WHAT NEEDS TO BE DONE
Copy the listing exactly as given. Omit every picture.

SOURCE DATA

+---+

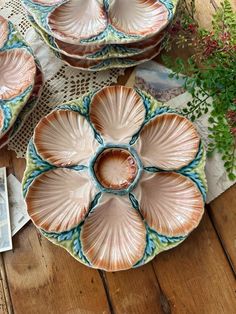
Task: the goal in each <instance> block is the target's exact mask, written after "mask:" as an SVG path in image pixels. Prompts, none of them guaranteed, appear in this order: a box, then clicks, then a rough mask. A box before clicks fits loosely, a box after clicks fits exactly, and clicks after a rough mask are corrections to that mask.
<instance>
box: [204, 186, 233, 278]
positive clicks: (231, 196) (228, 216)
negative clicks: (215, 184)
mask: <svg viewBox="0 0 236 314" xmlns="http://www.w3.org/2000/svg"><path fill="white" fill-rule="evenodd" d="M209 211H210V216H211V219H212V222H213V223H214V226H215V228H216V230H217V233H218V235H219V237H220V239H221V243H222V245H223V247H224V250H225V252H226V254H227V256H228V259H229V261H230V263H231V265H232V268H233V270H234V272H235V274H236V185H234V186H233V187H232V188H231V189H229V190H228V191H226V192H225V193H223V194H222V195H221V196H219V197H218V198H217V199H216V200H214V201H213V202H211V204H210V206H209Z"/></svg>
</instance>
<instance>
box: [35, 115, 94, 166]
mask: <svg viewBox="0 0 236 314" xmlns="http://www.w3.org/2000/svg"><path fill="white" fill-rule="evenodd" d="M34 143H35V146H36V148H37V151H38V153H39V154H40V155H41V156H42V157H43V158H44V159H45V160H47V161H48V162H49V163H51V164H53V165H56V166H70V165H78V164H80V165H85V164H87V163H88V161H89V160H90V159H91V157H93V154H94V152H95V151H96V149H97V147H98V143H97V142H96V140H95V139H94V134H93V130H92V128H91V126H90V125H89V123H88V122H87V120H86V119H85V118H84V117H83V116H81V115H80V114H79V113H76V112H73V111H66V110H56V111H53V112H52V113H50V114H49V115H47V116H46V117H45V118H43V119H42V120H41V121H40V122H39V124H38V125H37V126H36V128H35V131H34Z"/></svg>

+---+

YOUR RESPONSE
Task: the goal in each <instance> block is the target's exact mask, written after "mask:" as an SVG path in image pixels. Prompts, none of them guaranteed, appear in this order: a box, then clicks, then a rough mask. A box before clicks fits loosely, a box after clicks fits exactly, and clicks after a rough mask are corrections to that mask.
<instance>
box: [204, 186, 233, 278]
positive clicks: (231, 196) (228, 216)
negative clicks: (215, 184)
mask: <svg viewBox="0 0 236 314" xmlns="http://www.w3.org/2000/svg"><path fill="white" fill-rule="evenodd" d="M209 211H210V216H211V219H212V222H213V223H214V226H215V228H216V230H217V233H218V235H219V237H220V239H221V243H222V245H223V247H224V250H225V252H226V254H227V256H228V259H229V261H230V263H231V265H232V268H233V270H234V272H235V274H236V185H234V186H233V187H232V188H231V189H229V190H228V191H226V192H225V193H223V194H222V195H221V196H219V197H218V198H217V199H216V200H214V201H213V202H211V204H210V206H209Z"/></svg>
</instance>
<instance>
box: [35, 115, 94, 166]
mask: <svg viewBox="0 0 236 314" xmlns="http://www.w3.org/2000/svg"><path fill="white" fill-rule="evenodd" d="M34 143H35V146H36V148H37V151H38V153H39V154H40V155H41V156H42V157H43V158H44V159H45V160H47V161H48V162H49V163H51V164H53V165H56V166H70V165H78V164H80V165H85V164H87V163H88V161H89V160H90V159H91V157H93V154H94V152H95V151H96V149H97V147H98V143H97V142H96V140H95V139H94V134H93V130H92V128H91V126H90V125H89V123H88V122H87V120H86V119H85V118H84V117H83V116H81V115H80V114H79V113H76V112H73V111H66V110H56V111H53V112H52V113H50V114H49V115H47V116H46V117H45V118H43V119H42V120H41V121H40V122H39V124H38V125H37V126H36V128H35V131H34Z"/></svg>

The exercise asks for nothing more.